Task prompt: Convert the data below into a numbered list with one entry per line, omitting blank lines and leaving out the pictures.

>> Begin

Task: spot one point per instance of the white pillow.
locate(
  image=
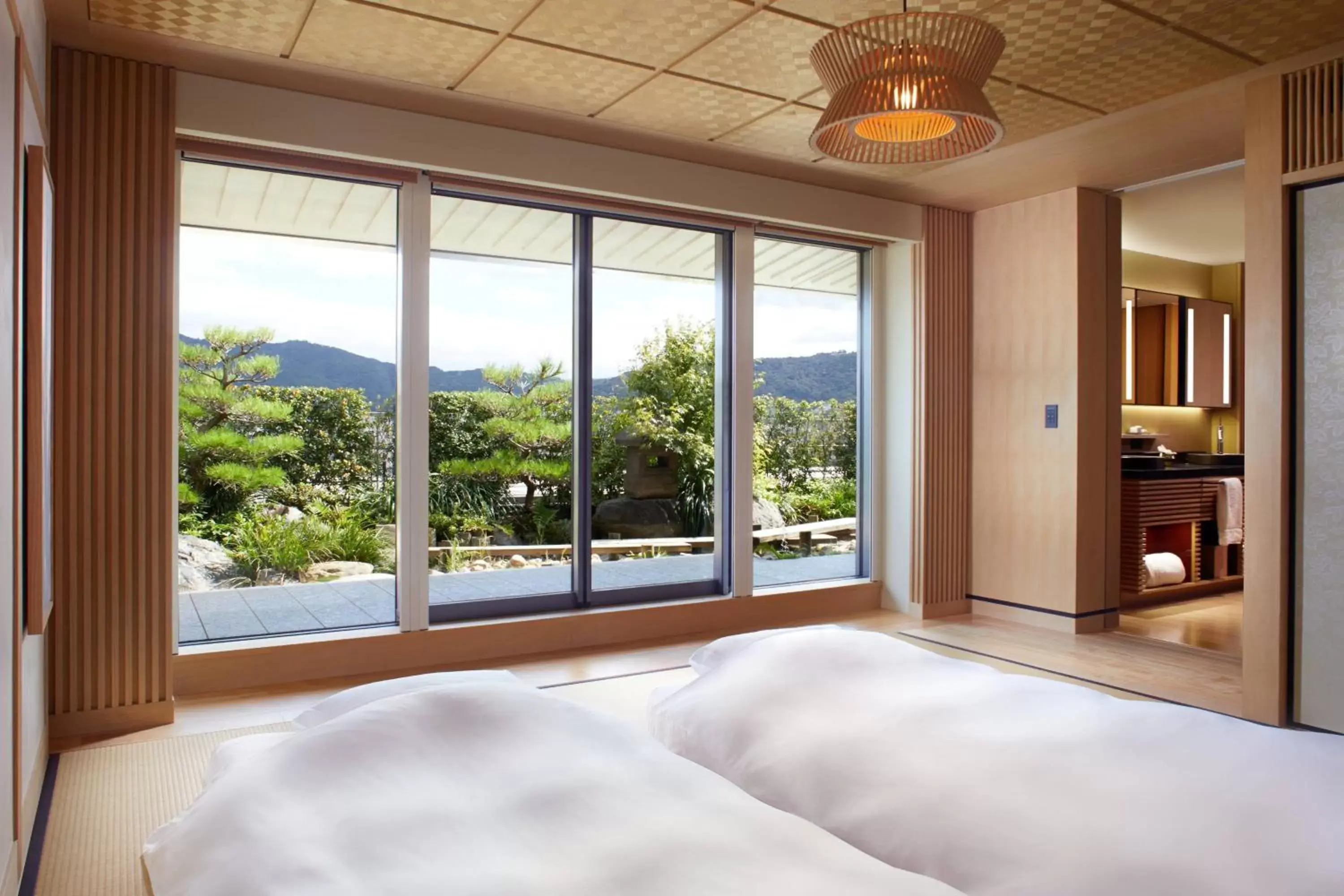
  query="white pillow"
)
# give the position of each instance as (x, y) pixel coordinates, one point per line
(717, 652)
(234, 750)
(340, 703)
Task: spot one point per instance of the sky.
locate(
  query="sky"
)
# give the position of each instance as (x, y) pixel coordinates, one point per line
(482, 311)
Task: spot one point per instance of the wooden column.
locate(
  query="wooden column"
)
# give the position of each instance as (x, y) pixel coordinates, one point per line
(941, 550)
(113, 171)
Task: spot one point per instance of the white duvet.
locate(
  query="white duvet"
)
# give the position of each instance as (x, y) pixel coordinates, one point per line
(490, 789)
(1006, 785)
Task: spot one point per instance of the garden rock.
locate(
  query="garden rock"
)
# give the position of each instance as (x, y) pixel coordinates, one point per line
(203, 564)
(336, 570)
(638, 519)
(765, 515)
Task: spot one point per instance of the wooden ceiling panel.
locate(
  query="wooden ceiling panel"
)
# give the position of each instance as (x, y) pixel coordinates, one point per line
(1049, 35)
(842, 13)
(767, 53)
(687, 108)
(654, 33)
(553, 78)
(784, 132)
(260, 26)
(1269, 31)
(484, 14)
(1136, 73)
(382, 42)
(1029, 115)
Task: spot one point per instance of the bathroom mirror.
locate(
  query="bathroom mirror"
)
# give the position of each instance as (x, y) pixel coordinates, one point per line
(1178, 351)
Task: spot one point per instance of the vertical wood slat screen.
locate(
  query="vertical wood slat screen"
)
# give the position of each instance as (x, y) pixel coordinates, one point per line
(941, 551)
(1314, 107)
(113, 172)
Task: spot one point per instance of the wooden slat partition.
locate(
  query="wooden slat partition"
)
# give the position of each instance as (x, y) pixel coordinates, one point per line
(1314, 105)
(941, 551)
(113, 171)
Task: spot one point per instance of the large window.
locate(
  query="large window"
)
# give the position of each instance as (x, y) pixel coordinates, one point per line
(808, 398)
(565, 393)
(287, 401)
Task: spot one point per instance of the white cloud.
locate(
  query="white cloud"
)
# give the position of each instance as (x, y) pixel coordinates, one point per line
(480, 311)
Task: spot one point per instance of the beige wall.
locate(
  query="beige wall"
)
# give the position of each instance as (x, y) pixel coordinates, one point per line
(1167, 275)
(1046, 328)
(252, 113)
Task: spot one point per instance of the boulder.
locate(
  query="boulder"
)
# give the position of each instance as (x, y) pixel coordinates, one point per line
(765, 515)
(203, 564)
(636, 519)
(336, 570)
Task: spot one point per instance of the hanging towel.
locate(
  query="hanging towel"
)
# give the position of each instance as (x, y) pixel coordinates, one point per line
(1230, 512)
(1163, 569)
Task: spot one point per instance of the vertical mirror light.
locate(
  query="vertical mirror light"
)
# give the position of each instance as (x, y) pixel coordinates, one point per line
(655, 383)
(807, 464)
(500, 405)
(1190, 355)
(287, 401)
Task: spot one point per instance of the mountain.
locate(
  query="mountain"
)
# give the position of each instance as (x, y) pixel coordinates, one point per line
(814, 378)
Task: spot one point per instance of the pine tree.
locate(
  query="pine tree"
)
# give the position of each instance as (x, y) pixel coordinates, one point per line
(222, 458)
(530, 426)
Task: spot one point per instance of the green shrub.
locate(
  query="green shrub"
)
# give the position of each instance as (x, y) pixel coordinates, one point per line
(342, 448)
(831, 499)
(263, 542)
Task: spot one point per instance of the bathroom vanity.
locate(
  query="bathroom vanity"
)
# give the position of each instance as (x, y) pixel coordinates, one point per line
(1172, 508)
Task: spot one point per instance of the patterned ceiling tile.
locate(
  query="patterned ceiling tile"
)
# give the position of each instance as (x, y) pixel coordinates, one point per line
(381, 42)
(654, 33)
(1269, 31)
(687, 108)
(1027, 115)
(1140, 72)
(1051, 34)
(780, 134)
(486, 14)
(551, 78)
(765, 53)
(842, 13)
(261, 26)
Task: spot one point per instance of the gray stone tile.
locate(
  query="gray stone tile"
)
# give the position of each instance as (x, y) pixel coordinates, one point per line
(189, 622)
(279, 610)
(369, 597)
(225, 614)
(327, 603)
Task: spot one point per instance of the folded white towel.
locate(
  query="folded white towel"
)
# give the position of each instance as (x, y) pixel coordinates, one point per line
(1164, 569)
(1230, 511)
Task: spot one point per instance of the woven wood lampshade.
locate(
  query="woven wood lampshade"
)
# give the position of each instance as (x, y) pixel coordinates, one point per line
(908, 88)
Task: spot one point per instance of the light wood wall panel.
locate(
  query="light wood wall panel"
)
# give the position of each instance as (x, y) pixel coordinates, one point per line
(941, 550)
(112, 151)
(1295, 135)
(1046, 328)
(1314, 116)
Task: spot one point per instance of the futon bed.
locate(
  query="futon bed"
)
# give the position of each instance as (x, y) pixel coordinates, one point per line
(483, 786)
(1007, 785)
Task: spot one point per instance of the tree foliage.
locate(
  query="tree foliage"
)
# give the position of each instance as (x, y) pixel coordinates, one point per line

>> End

Solution:
1. Task: spot one point per instance of the white pillow.
2. locate(
3.   image=
4.   query="white pillow"
5. )
6. # give the position of each instance as (x, y) pixel coordinates, one point per line
7. (717, 652)
8. (234, 750)
9. (340, 703)
10. Task: spot one point per instance of the sky.
11. locate(
12.   query="sky"
13. )
14. # give the position of each instance as (x, y) pixel coordinates, one point per line
15. (482, 311)
16. Task: spot one point per instance of the wooden column.
17. locate(
18.   query="wooden column"
19. )
20. # give the position of each instance as (x, y) pixel coordinates, one point per line
21. (941, 550)
22. (113, 171)
23. Task: spot one point per instance of the white duvet.
24. locate(
25.   query="white duvet"
26. )
27. # give the position of each instance as (x, y) pixel coordinates, one point per line
28. (490, 789)
29. (1006, 785)
30. Task: spot one point per instance of the garden rock.
31. locate(
32.   query="garden rock"
33. )
34. # give the position of each instance as (x, y) pixel coordinates, one point per line
35. (203, 564)
36. (336, 570)
37. (638, 519)
38. (765, 515)
39. Task: spot one point per instance of the wooden ceiling panel.
40. locate(
41.   query="wooden ceiling panel"
42. )
43. # give the position of each instance as (x, y) pixel coordinates, one point per line
44. (1049, 35)
45. (842, 13)
46. (767, 53)
47. (687, 108)
48. (654, 33)
49. (553, 78)
50. (784, 132)
51. (260, 26)
52. (1269, 31)
53. (484, 14)
54. (1136, 73)
55. (382, 42)
56. (1029, 115)
57. Task: spot one point per instance of the bathroom mirror.
58. locate(
59.   query="bathroom mirror"
60. )
61. # give the position of each instance as (x, y) pixel coordinates, one point per line
62. (1178, 351)
63. Task: spot one point per instance of the vertical wood slat screen.
64. locate(
65.   query="vertical wood slat screen"
66. )
67. # give the position of each instance as (x, y) pixel coordinates, one point per line
68. (941, 551)
69. (1314, 107)
70. (113, 172)
71. Task: spot one point per instance of the wooden slat partition.
72. locate(
73.   query="wooden slat partition"
74. )
75. # give the position of each instance as (x, y) pixel coordinates, one point per line
76. (1314, 105)
77. (941, 551)
78. (113, 171)
79. Task: spot one point per instance of the large window.
80. locate(
81.   query="large window"
82. )
83. # give the position of each instance as (x, y) pixel coordinates, one point per line
84. (808, 398)
85. (565, 393)
86. (287, 401)
87. Task: spot one point per instance of the white cloud.
88. locate(
89.   query="white cloud"
90. )
91. # give the position of each instance as (x, y) pixel coordinates, one point per line
92. (480, 311)
93. Task: spot one point per instance of the beige wall.
94. locate(
95.   query="beige wall"
96. )
97. # give the position of each instance as (x, y) pixel coordinates, one point per line
98. (1167, 275)
99. (1046, 328)
100. (252, 113)
101. Task: spot one point per instance of the boulder.
102. locate(
103.   query="boulder"
104. )
105. # give the position of each instance as (x, y) pixel coordinates, one point per line
106. (765, 515)
107. (203, 564)
108. (636, 519)
109. (336, 570)
110. Task: spot one point per instance of the hanging towel.
111. locate(
112.   query="hanging towel"
113. )
114. # give the position of each instance as (x, y) pixel coordinates, one point per line
115. (1230, 512)
116. (1163, 569)
117. Task: spot one point per instance of the vertical mirror light.
118. locate(
119.   query="vertical mirror light"
120. )
121. # give the position of each instance as (x, y) pixel coordinates, one point per line
122. (655, 383)
123. (807, 464)
124. (500, 405)
125. (1190, 355)
126. (287, 401)
127. Task: spot one point per instance of the mountain.
128. locate(
129.   query="mountain"
130. )
131. # give the position of each instance as (x, y) pixel coordinates, one point per line
132. (814, 378)
133. Task: spot one point per instance of the pine tree.
134. locate(
135.   query="pine tree"
136. )
137. # give the position of each instance as (x, y) pixel coordinates, one point per line
138. (222, 458)
139. (530, 426)
140. Task: spot one point per instance of the green shrub.
141. locate(
142.   query="green shrub"
143. )
144. # give the position of each instance as (x, y) pixel coordinates, one point per line
145. (342, 448)
146. (831, 499)
147. (263, 542)
148. Task: spot one point per instance of the bathroom vanity.
149. locate(
150.   query="bathroom vanity"
151. )
152. # give the position of each instance as (x, y) pixel coordinates, one point per line
153. (1172, 508)
154. Task: spot one point per instance of the patterned ceiling tile.
155. locate(
156.   query="patterned ceiling tile"
157. )
158. # give the position of each instance as (x, y) pixel coordinates, one point per line
159. (381, 42)
160. (654, 33)
161. (1269, 31)
162. (687, 108)
163. (1027, 115)
164. (1140, 72)
165. (1051, 34)
166. (780, 134)
167. (486, 14)
168. (551, 78)
169. (765, 53)
170. (842, 13)
171. (261, 26)
172. Task: spot one point per instance of the gray stone tile.
173. locate(
174.   query="gray stone tile"
175. )
176. # give the position of each instance as (x, y) pixel coordinates, one point per line
177. (189, 622)
178. (279, 610)
179. (369, 597)
180. (225, 614)
181. (327, 603)
182. Task: spot one point per instance of the folded white towel.
183. locate(
184.   query="folded white towel"
185. )
186. # give the position of each instance as (x, y) pixel coordinates, one point per line
187. (1164, 569)
188. (1230, 511)
189. Task: spot one point per instance of the woven wood lampshade.
190. locate(
191.   query="woven wood lampshade"
192. )
193. # give the position of each instance as (x, y) pixel coordinates, one point per line
194. (908, 88)
195. Task: spot one point per instance of the light wood wall panel.
196. locate(
197.   query="light wood wall panel"
198. )
199. # give the position of each instance as (x, y) pixel coordinates, one point per line
200. (941, 550)
201. (112, 151)
202. (1295, 135)
203. (1046, 328)
204. (1314, 116)
205. Task: spot one point per instance of the futon bed.
206. locate(
207.   query="futon bed"
208. )
209. # give the position of each instance as (x, y) pixel coordinates, one point per line
210. (483, 786)
211. (1007, 785)
212. Task: spot one point per instance of the tree foliage.
213. locate(
214.   query="tree foliage"
215. )
216. # give the position of each instance as (x, y) pixel coordinates, one point per line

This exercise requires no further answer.